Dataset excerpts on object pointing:
-----
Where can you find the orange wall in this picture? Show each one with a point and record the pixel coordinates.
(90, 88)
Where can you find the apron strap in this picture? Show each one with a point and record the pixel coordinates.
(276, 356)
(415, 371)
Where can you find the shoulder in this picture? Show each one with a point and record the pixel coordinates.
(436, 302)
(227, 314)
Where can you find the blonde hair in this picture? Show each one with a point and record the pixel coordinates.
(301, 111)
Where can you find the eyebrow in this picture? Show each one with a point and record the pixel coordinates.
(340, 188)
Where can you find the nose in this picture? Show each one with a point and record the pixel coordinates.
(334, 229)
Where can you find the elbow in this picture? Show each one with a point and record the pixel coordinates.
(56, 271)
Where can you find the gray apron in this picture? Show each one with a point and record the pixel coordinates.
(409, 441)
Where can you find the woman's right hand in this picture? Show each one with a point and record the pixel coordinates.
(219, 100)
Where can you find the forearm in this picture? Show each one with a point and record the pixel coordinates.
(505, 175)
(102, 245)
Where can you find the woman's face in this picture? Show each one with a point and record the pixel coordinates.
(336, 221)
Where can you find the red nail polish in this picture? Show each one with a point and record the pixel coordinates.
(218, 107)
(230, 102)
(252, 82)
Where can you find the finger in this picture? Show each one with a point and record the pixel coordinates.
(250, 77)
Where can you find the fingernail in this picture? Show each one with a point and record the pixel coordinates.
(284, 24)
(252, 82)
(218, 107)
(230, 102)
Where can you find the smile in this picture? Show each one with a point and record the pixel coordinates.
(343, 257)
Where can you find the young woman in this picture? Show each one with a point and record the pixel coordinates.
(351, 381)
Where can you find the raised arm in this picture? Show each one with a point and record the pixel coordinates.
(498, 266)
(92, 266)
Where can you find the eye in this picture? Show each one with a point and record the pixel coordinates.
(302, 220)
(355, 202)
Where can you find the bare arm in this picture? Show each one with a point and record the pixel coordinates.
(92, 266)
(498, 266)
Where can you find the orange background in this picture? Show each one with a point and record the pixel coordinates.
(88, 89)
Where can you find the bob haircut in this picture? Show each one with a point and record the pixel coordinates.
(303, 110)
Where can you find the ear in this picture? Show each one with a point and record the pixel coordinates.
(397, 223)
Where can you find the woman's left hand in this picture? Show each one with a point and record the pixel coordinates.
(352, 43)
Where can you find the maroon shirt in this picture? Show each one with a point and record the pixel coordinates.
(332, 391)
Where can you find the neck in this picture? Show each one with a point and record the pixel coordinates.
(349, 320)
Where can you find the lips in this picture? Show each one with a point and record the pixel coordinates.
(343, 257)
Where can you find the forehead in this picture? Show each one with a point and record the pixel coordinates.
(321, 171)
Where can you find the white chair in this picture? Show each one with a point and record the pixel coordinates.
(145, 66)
-----
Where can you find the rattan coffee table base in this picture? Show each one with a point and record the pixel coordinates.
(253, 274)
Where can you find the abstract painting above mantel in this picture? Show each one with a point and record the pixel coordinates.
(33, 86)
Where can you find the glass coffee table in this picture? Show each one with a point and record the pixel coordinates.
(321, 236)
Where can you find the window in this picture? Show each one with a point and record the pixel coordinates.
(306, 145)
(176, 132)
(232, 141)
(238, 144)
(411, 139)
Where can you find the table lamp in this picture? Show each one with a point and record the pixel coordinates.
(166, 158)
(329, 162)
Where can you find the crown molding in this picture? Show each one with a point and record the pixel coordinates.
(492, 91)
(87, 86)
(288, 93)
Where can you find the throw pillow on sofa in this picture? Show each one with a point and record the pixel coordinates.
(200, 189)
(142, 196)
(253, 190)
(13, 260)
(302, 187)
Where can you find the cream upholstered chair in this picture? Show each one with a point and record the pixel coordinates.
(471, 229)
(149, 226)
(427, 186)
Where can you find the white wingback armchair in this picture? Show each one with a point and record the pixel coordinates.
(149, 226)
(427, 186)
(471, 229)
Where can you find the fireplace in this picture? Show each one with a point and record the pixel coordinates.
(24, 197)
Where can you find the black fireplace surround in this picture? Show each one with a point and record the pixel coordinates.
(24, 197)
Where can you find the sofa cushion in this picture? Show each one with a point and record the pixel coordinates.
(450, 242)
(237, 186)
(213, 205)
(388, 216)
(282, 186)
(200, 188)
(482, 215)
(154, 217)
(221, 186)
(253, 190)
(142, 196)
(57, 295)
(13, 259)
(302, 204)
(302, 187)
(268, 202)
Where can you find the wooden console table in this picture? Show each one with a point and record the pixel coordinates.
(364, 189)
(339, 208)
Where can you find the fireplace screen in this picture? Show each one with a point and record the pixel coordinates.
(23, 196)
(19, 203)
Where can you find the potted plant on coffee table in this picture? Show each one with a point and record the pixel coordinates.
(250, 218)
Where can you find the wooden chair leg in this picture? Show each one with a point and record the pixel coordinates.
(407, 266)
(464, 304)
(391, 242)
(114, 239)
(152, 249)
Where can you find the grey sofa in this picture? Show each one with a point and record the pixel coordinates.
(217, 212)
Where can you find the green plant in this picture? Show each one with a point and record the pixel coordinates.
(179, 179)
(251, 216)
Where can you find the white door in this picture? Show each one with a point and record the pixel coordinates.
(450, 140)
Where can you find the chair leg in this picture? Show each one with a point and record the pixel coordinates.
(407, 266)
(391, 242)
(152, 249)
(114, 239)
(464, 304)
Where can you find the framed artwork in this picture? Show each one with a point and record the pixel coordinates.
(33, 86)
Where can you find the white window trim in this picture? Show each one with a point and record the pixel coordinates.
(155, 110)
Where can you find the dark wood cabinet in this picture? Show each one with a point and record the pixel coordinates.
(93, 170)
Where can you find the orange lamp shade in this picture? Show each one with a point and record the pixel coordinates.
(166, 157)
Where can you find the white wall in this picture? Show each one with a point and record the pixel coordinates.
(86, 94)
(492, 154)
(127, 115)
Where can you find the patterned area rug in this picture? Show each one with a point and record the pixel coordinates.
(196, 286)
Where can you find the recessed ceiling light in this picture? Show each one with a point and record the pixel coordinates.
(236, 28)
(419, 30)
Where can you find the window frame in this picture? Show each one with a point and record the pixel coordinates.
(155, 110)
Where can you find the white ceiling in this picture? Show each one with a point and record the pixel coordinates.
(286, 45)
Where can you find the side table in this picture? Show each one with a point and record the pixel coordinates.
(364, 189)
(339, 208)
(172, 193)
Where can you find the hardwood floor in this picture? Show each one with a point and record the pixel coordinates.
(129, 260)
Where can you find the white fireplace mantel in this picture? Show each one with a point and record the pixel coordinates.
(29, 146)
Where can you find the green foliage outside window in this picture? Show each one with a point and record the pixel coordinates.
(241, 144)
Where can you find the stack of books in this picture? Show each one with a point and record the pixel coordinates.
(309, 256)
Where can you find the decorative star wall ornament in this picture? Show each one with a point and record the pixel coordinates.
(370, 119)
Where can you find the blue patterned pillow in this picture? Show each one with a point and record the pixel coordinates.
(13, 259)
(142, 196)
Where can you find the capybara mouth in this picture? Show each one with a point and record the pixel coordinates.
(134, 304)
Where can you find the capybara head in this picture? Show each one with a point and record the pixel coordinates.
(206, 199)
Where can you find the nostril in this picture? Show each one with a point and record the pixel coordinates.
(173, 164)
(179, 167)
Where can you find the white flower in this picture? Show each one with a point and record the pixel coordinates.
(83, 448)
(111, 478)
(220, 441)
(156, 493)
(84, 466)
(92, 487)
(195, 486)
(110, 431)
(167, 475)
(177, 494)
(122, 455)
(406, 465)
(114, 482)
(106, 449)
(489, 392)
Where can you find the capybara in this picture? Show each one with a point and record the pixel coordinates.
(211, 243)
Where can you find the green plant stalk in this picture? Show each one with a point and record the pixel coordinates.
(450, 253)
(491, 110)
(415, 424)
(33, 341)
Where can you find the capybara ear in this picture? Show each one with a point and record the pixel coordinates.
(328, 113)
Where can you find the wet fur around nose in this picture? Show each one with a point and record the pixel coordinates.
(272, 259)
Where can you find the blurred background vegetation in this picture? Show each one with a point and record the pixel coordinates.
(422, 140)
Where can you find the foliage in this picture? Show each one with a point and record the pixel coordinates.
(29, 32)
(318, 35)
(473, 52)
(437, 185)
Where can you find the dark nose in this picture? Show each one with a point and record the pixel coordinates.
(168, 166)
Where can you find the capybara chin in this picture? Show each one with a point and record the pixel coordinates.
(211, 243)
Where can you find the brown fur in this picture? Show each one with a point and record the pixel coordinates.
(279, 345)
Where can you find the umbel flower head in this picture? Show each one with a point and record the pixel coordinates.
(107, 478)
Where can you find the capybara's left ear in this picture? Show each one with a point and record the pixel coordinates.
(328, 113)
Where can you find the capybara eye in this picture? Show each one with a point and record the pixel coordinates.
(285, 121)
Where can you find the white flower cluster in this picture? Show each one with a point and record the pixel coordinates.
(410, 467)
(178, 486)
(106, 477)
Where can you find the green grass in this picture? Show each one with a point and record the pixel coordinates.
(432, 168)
-----
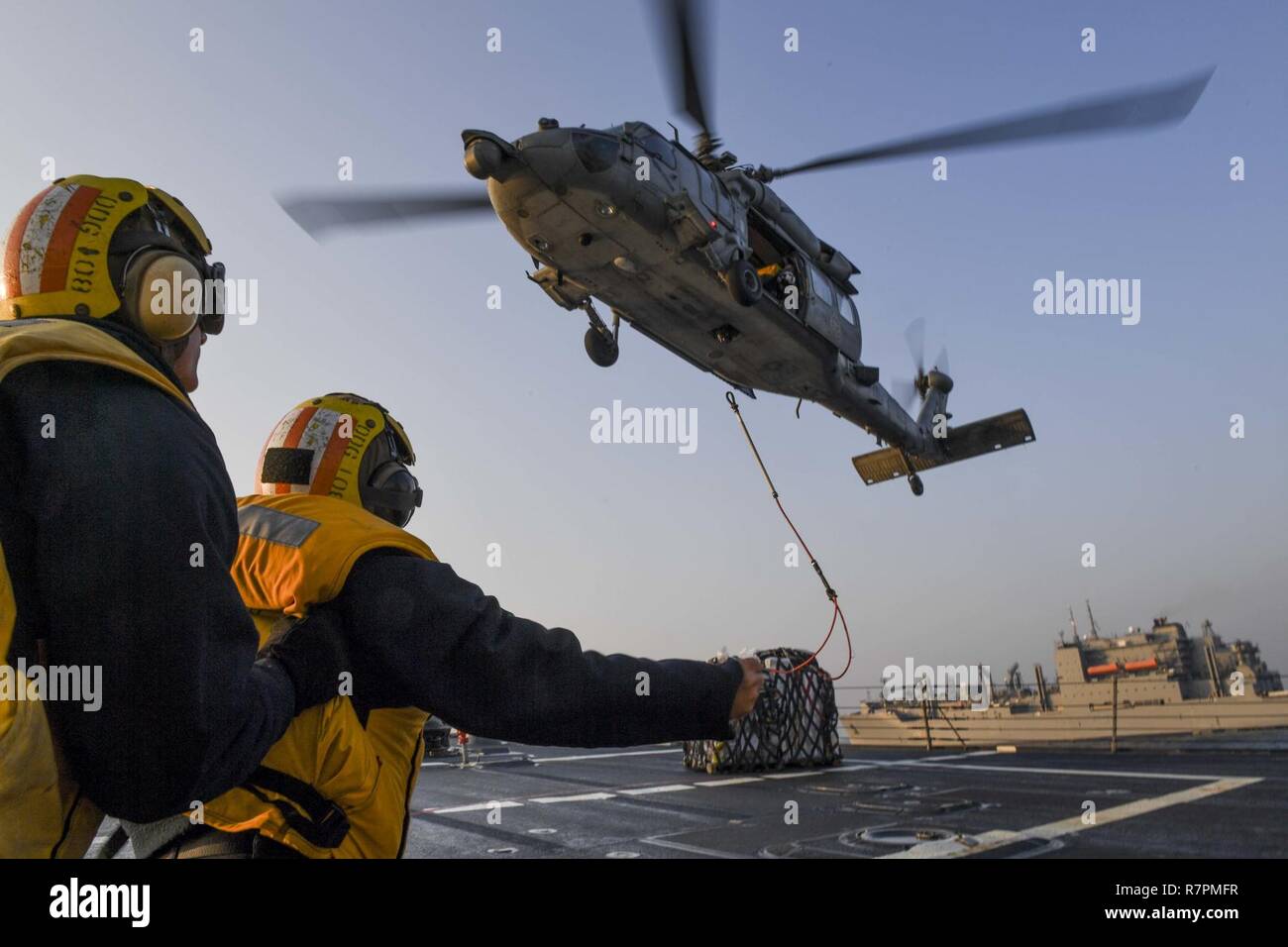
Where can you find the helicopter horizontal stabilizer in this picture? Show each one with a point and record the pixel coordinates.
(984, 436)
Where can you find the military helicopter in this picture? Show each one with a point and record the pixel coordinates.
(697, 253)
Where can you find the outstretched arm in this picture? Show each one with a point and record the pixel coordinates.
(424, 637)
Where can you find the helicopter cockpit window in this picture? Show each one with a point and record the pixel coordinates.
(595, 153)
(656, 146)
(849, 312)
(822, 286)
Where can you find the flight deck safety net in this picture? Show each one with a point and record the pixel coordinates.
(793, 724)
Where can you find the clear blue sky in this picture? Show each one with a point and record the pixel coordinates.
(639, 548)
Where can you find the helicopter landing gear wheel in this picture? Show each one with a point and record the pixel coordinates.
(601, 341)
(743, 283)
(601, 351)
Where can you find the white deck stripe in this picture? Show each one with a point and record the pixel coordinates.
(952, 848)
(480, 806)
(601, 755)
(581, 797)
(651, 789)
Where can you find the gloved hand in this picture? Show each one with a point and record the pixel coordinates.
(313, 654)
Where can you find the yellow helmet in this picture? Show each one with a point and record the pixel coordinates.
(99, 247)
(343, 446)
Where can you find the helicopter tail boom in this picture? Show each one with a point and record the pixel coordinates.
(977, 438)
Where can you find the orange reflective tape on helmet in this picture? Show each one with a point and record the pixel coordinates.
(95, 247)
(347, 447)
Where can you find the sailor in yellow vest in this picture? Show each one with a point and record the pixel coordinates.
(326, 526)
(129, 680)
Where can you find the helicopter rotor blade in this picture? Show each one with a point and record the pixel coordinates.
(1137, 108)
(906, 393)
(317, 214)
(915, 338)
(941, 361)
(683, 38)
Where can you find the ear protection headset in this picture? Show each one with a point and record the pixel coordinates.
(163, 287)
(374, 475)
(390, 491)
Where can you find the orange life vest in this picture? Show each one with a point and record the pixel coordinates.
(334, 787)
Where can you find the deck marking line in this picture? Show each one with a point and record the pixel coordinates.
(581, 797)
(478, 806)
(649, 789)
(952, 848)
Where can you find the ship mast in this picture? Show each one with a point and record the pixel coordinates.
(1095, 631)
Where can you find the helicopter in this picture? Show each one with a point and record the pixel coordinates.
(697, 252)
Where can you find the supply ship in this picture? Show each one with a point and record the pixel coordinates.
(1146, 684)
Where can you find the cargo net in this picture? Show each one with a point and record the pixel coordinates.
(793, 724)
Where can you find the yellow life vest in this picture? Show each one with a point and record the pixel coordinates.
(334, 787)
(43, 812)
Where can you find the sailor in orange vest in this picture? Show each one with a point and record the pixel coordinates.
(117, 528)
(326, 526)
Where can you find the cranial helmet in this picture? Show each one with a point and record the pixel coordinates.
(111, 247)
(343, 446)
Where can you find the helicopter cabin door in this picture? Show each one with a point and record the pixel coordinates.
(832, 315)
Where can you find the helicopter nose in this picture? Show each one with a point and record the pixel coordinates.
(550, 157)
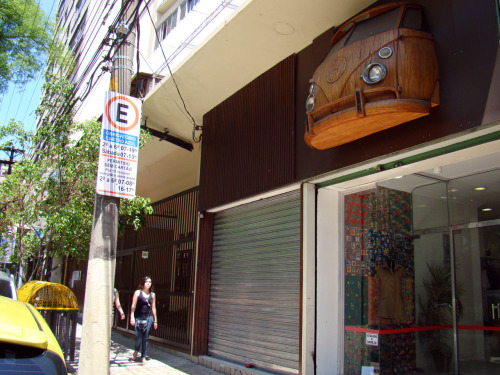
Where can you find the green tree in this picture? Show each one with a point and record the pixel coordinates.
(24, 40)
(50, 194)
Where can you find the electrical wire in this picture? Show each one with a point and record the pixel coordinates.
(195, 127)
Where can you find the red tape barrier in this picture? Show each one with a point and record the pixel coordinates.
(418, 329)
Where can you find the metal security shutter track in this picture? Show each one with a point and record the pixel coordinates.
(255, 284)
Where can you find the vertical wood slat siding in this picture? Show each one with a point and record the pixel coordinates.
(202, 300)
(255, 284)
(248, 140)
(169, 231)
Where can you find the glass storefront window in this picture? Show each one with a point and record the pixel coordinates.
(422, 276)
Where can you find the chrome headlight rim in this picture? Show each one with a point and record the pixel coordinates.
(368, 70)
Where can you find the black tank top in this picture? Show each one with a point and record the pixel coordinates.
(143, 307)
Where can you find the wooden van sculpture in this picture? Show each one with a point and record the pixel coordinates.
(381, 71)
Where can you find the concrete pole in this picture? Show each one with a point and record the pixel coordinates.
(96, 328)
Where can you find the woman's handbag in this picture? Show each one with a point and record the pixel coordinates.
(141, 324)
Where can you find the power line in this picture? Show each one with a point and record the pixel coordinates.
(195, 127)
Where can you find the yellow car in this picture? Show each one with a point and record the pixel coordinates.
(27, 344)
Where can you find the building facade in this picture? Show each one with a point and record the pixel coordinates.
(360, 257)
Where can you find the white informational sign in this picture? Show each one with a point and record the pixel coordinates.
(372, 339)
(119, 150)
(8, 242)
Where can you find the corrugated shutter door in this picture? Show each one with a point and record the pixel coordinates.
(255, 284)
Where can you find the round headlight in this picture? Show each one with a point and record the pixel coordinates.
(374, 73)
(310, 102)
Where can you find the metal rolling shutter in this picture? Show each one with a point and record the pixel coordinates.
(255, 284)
-----
### Task brief:
From the material above, pull out every line that contains the string "left".

### Solution below:
Where can you find the woman's left hand in this picture? Show each one with a point and record the pixel coordinates.
Where can you find the capybara's left ear in this picture? Show each one with a point and record the pixel coordinates.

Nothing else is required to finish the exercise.